--- Task brief ---
Copy every line from the one containing "of the textured" through the last line of the rows below, requests included. Multiply each answer coordinate by 2.15 and round to a whole number, with halves rounding up; leave the numbers in the requests and their sample coordinates unchanged.

══ Data to process

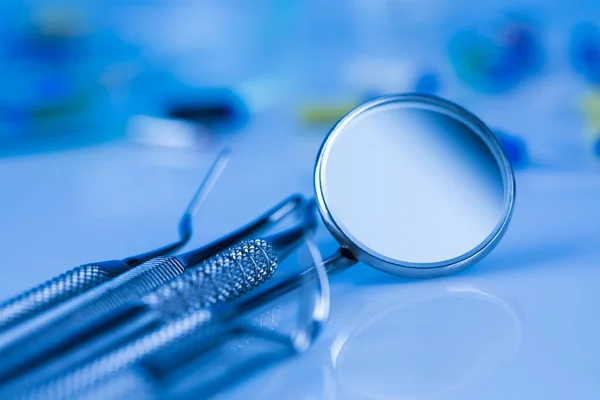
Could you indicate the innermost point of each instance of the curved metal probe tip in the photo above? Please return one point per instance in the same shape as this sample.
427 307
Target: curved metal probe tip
185 223
217 168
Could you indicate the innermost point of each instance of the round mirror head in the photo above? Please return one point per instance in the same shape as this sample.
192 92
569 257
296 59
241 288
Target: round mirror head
414 185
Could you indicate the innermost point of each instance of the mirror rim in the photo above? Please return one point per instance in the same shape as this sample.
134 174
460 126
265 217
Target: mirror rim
403 268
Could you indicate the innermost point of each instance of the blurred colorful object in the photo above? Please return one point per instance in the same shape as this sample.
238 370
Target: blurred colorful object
218 109
496 62
585 52
591 109
53 95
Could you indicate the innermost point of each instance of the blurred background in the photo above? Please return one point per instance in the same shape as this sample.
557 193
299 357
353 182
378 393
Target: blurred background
112 112
194 74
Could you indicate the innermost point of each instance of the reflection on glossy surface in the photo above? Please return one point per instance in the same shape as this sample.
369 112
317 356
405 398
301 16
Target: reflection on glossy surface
408 181
426 348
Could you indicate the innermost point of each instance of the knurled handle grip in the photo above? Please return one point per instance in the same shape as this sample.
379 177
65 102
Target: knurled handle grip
221 278
109 374
184 299
47 335
51 293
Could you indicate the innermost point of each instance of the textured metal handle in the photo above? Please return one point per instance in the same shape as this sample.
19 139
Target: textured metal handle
50 293
222 277
49 334
108 374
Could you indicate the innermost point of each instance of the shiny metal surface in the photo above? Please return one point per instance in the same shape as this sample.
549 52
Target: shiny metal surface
414 185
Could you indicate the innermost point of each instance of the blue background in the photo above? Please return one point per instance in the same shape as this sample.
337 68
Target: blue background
80 181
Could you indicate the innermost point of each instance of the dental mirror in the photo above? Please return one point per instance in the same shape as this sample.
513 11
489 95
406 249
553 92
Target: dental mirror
413 185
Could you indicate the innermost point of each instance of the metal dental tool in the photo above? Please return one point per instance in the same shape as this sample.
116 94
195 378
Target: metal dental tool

════

--- Reply ---
Could you indicate the innermost point of each instance of the textured metal handle in the photo above? Please return one point per instance in the same shape as this sample.
19 139
Target: textured metal handle
108 630
477 596
105 718
232 804
Could you indicate the innermost point of each instance of the shiny metal surface in the photo above? Please return one point per instance in the same shape as this sample.
549 52
Target: shiny metal surface
890 398
Could you indicate the innermost point of each instance of the blue background in the photo above? Please return one point per instance in the same shape as this sample.
337 68
Target: blue background
172 389
Could you indicate the innermost point of each instance of the dental mirror in the photo above? Please return one point per instance in the same shape as this sample.
513 11
489 95
406 249
553 92
Target: dental mirror
888 398
Could you indicate the innermost point of each instance of the metal dental tool in the photo above? Please return one point per instance in the same shape as this sample.
116 94
195 378
Target: metal dental tool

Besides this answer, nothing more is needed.